(Recorded data)
== Segment start ==
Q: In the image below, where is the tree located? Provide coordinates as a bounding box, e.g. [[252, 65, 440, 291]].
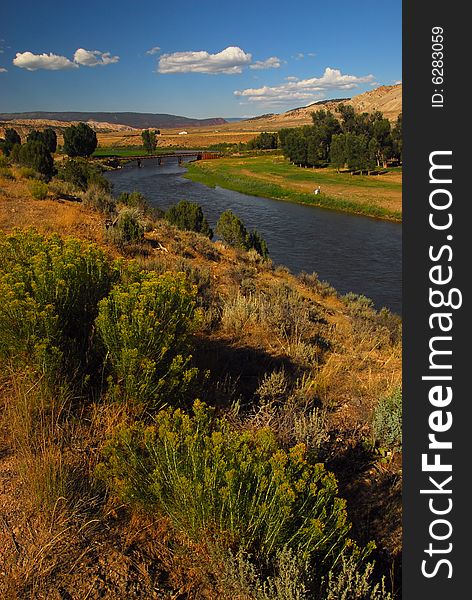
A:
[[166, 200, 213, 239], [330, 134, 346, 172], [216, 210, 249, 250], [216, 210, 269, 259], [248, 229, 269, 260], [0, 128, 21, 156], [142, 129, 158, 153], [247, 131, 278, 150], [344, 133, 372, 174], [27, 128, 57, 153], [63, 122, 98, 157], [391, 114, 402, 162], [18, 140, 55, 181]]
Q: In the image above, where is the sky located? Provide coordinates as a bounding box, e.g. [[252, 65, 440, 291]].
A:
[[0, 0, 401, 119]]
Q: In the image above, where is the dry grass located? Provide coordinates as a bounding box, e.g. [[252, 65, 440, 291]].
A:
[[0, 172, 402, 597]]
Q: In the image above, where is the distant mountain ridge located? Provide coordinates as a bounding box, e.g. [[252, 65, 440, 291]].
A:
[[0, 111, 227, 129]]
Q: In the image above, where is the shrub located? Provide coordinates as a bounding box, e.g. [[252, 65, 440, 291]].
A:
[[28, 180, 48, 200], [18, 166, 39, 179], [0, 166, 15, 180], [82, 183, 116, 215], [105, 209, 145, 246], [101, 401, 352, 566], [96, 271, 200, 409], [57, 158, 110, 192], [117, 190, 163, 221], [0, 128, 21, 156], [216, 209, 249, 249], [18, 141, 55, 181], [216, 210, 269, 258], [63, 122, 97, 157], [166, 199, 213, 239], [0, 229, 120, 380], [322, 550, 392, 599], [372, 387, 402, 450]]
== Segment end ==
_YOUR GOAL_
The string "Provide": state how many lines above contain it, giving nothing but the number.

_TASK ANSWER_
5